Text section »
2.16 Where a ballast water management system other than ballast water exchange is to be used, equipment chosen should provide for complete treatment of all ballast water including storm ballast water. A number of alternative treatment options are under development for managing ballast water. Due consideration should be given before selecting any system to the equipment and space requirements, effectiveness in inactivating or removing aquatic organisms and pathogens, environmental soundness, and to operational, maintenance and manpower requirements. Adequate provisions should also be made for additional power requirements.
2.17 Minimizing or removal of the risk to crewmembers whilst involving in the ballast water operation should also be considered. This should include, but not be limited to, exposure to machinery, entering enclosed spaces or working excessive hours and training.
2.18 Where a treatment method using heat is to be used, the design should analyse additional power demands and insulation requirements.

Listed records »
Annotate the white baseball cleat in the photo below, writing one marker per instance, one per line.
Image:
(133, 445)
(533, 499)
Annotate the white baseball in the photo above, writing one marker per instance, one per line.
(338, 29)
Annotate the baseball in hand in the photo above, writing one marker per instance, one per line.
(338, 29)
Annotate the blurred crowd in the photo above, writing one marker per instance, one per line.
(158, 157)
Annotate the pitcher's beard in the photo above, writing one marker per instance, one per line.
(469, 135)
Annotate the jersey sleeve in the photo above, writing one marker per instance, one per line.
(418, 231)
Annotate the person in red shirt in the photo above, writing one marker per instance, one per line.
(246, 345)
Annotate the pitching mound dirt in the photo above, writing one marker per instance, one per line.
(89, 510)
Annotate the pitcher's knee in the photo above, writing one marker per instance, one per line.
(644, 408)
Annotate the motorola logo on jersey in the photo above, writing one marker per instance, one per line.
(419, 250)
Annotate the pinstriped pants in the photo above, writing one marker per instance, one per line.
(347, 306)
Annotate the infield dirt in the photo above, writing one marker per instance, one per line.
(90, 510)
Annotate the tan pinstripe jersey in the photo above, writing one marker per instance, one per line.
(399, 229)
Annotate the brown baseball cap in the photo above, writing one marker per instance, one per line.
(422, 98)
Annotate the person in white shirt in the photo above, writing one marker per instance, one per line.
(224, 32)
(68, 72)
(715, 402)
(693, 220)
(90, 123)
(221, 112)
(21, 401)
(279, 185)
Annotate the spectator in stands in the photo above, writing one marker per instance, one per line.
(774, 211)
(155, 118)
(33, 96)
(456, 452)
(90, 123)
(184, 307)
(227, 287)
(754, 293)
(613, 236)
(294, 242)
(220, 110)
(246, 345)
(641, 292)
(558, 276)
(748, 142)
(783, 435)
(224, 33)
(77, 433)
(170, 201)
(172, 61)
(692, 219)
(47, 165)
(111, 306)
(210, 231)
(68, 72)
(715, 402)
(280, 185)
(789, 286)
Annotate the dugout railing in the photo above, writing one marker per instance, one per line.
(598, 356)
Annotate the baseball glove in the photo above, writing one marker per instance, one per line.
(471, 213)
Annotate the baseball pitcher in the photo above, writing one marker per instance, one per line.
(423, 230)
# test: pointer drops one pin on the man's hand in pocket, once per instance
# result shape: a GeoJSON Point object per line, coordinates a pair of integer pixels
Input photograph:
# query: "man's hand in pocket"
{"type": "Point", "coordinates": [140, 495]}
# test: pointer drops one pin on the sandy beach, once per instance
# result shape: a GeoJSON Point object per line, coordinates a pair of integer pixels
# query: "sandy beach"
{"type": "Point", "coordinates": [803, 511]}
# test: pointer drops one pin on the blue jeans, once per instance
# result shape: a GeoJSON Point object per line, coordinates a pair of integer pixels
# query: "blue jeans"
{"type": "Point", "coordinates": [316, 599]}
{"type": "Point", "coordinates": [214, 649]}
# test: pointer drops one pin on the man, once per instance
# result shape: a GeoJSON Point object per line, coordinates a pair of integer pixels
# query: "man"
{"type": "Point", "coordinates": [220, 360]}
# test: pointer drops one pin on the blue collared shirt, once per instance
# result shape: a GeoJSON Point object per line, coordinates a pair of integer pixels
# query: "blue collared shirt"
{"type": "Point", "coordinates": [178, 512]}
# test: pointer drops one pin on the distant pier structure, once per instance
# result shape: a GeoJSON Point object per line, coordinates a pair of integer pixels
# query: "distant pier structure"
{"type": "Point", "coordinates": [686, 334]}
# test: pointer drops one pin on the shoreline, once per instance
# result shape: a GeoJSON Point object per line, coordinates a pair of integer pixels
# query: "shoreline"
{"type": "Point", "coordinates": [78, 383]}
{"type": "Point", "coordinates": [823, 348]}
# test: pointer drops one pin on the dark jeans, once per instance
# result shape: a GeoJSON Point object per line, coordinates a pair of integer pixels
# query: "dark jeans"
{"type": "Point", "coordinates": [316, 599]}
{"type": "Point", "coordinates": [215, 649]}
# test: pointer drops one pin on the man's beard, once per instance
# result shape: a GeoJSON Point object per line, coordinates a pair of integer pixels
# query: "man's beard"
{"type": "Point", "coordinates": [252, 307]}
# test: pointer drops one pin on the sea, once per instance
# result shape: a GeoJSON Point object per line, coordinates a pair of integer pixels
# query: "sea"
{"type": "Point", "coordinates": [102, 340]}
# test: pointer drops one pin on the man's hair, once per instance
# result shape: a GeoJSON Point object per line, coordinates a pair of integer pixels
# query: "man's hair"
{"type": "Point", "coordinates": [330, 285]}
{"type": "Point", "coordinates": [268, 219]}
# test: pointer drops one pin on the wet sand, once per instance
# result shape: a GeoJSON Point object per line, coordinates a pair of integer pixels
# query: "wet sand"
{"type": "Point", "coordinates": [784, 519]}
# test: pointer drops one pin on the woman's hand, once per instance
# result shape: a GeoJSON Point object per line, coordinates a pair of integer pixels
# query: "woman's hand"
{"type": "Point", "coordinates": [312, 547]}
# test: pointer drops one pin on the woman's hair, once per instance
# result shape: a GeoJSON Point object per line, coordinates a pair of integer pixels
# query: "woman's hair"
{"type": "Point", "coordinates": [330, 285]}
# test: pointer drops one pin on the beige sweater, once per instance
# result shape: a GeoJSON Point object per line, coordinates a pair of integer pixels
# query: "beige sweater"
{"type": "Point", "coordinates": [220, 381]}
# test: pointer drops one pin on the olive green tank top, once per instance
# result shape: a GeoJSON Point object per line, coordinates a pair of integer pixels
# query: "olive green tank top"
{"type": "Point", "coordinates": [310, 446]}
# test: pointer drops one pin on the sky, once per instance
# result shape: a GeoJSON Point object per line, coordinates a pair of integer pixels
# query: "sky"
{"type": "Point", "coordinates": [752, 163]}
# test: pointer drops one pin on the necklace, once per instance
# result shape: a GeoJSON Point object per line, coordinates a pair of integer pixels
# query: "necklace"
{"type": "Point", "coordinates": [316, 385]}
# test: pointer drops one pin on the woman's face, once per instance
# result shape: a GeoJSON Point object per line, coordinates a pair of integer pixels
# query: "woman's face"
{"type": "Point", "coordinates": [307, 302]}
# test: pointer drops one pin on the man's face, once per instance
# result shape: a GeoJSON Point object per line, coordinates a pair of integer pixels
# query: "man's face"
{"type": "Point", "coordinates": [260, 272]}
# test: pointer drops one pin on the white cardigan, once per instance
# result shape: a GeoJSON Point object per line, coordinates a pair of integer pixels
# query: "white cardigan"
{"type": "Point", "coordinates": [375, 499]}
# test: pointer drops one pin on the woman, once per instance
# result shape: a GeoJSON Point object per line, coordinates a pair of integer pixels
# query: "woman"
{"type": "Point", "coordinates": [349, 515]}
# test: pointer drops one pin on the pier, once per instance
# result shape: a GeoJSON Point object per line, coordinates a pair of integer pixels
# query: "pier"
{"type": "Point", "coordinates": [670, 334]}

Task item A »
Translate this sentence from the ballast water guidance into Spanish: "Adequate provisions should also be made for additional power requirements."
Task item B »
According to the ballast water guidance, what should the design analyze when a treatment method using heat is to be used?
Task item C »
Write what comes next in the ballast water guidance, picking up after its final sentence.

Answer area A »
También deben tomarse disposiciones adecuadas para los requisitos adicionales de energía.

Answer area B »
It should analyze additional power demands and insulation requirements.

Answer area C »
2.19 Where heat treatment of the ballast water using waste heat from the main engine is contemplated, appropriate piping and pump arrangements should be installed to facilitate the sequential flushing of the ballast water. If ballast water is intended to remain at an elevated temperature for several hours to inactivate harmful aquatic organisms and pathogens contained in sediments, attention should be given to the consequences.
2.20 Where chemical and biocide treatments are envisaged the safety and environmental aspects of stowage, storage and application of such substances should be considered, in particular:
.1 the allocation of appropriate storage areas (either on deck or adjacent to the ballast pump-pipework area in the engine room or in a designated room), preparation spaces and appropriate pipework fittings to allow the chemical-biocide to be added by an appropriate metering and mixing system to the ballast water line; and
.2 the Ballast Water Management Plan should contain advice to shipsí personnel on the safe handling of toxic or corrosive chemicals carried on board for the purpose of dosing or otherwise treating ballast water, taking into account any instructions issued by the treatment system manufacturer.
2.21 Where filtration systems are envisaged adequate provision should be made for their installation, maintenance and repair, including provision of adequate replacement filters. Filtration systems should be sized so that they can be operated at a reasonable capacity for ballast water use. Provision should be made for the environmentally sound disposal of filter backwash.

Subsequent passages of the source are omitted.